AUFGABENSTELLUNG:
Beantworten Sie anhand des folgenden Patentauszugs:
1. Welche veröffentlichte europäische Patentanmeldung wird als Beispiel für den Stand der Technik genannt?
2. Wozu trägt das Desinfizieren des Euters und/oder der Zitzen des gemolkenen Tieres bei?
3. Wo ist die Sprühdüse gemäß Merkmal 2.3 angeordnet?

DOKUMENTAUSZUG:
────────

1. Das Streitpatent betrifft ein Gerät zum Melken von Tieren und ein Verfahren zur Nachbehandlung der Zitzen. Die Streitpatentschrift gibt als im Stand der Technik bekannt Vorrichtungen an, die über eine Reinigungseinheit zum Reinigen der Zitzen des Tieres vor dem Melken verfügen, so zum Beispiel die Melkvorrichtung nach der veröffentlichten europäischen Patentanmeldung 0 323 444. Es sei jedoch aus Gründen der Hygiene und im Hinblick auf die für Milch geltenden Qualitätsnormen wichtig, die Zitzen nicht nur vor, sondern auch nach dem Melken zu reinigen (S. 1 Tz. 4). Das Desinfizieren des Euters und/oder der Zitzen des gemolkenen Tieres trage dazu bei, dass bei dem Tier weniger Infektionen aufträten (S. 1 Tz. 7).

Patentanspruch 1 in der erteilten Fassung beschreibt dazu eine Vorrichtung zum automatischen Melken von Tieren, zum Beispiel von Kühen, mit folgenden Merkmalen:

1. Die Vorrichtung umfasst einen Melkroboter mit einem Arm, der dient:

1.1 zum Anschließen von Zitzenbechern an die Zitzen des Tieres,

1.2 zum anschließenden Melken des Tieres und

1.3 zum Abkoppeln der Zitzenbecher von den Zitzen des Tieres.

2. Die Vorrichtung umfasst außerdem eine Nachbehandlungseinrichtung zur Nachbehandlung des Euters und/oder der Zitzen des gemolkenen Tieres, die

2.1 automatisch zu betätigen ist und

2.2 eine Sprühdüse aufweist,

2.3 wobei die Sprühdüse nahe dem Ende des Roboterarms in dem Roboterarm angeordnet ist.

Die nachstehend wiedergegebenen Figuren 1 und 2 der Streitpatentschrift zeigen eine patentgemäße Vorrichtung.

────────

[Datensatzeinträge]

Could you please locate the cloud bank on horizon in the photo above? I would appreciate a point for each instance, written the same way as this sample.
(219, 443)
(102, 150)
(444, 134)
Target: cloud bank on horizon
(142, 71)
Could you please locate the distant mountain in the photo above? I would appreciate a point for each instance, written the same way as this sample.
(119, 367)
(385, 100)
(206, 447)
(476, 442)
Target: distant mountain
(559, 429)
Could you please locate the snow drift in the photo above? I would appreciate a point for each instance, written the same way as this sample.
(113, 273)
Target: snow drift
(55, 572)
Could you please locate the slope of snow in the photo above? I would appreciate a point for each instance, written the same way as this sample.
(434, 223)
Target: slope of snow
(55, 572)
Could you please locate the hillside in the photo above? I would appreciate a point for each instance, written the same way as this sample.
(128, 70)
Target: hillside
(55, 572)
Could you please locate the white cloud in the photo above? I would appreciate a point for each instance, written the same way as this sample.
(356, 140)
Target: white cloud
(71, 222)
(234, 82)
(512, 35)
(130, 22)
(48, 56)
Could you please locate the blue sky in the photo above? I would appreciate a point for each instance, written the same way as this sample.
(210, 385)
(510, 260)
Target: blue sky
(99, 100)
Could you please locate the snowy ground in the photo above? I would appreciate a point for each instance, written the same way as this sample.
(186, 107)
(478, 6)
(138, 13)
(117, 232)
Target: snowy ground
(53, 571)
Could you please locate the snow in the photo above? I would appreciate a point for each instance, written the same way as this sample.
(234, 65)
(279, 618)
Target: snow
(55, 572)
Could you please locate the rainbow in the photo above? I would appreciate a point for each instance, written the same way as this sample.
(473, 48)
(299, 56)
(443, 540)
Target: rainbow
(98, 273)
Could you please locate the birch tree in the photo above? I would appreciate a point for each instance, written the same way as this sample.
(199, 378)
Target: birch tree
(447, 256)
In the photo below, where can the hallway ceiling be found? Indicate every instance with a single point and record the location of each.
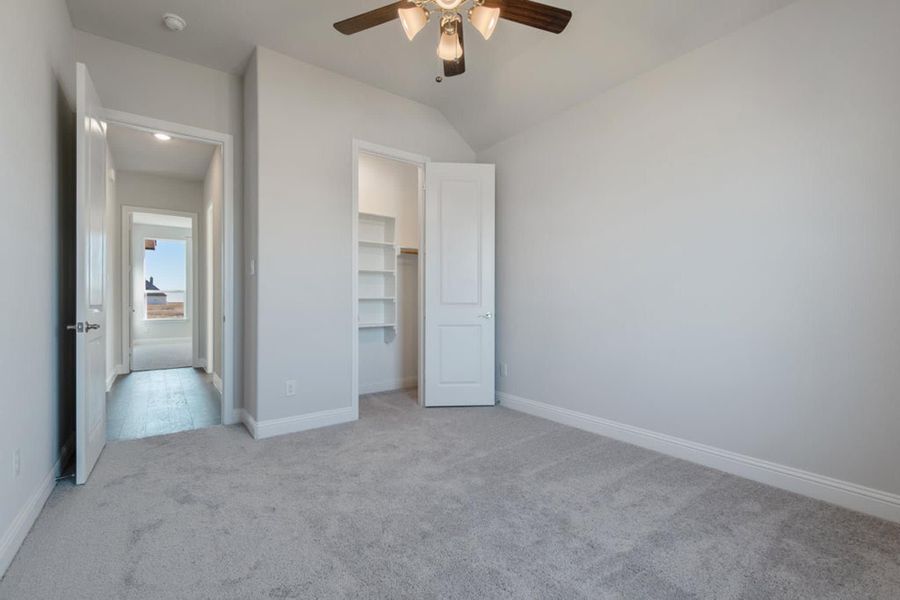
(138, 151)
(517, 79)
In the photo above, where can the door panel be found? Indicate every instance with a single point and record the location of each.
(459, 285)
(90, 277)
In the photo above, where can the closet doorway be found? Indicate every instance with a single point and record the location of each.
(388, 186)
(422, 242)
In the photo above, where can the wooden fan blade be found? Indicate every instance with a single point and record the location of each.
(533, 14)
(373, 18)
(452, 68)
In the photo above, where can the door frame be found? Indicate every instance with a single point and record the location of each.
(128, 274)
(420, 161)
(230, 299)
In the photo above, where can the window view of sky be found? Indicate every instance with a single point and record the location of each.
(167, 265)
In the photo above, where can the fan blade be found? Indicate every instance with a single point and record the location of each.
(533, 14)
(373, 18)
(452, 68)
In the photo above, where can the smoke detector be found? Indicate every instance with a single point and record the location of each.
(173, 22)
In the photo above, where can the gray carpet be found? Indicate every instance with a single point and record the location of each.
(441, 503)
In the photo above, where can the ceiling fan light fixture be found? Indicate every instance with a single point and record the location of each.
(449, 47)
(485, 20)
(414, 20)
(448, 4)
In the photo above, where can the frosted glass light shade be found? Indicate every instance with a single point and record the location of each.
(413, 20)
(485, 20)
(449, 48)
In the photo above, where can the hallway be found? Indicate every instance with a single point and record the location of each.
(148, 403)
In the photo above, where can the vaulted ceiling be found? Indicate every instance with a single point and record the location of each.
(518, 78)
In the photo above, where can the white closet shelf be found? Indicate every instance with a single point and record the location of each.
(376, 244)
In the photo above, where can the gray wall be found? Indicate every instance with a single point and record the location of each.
(145, 83)
(213, 198)
(711, 250)
(306, 119)
(37, 138)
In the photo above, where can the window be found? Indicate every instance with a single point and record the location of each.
(165, 279)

────────

ERGEBNIS:
1. Die europäische Patentanmeldung 0 323 444.
2. Es trägt dazu bei, dass bei dem Tier weniger Infektionen auftreten.
3. Nahe dem Ende des Roboterarms in dem Roboterarm.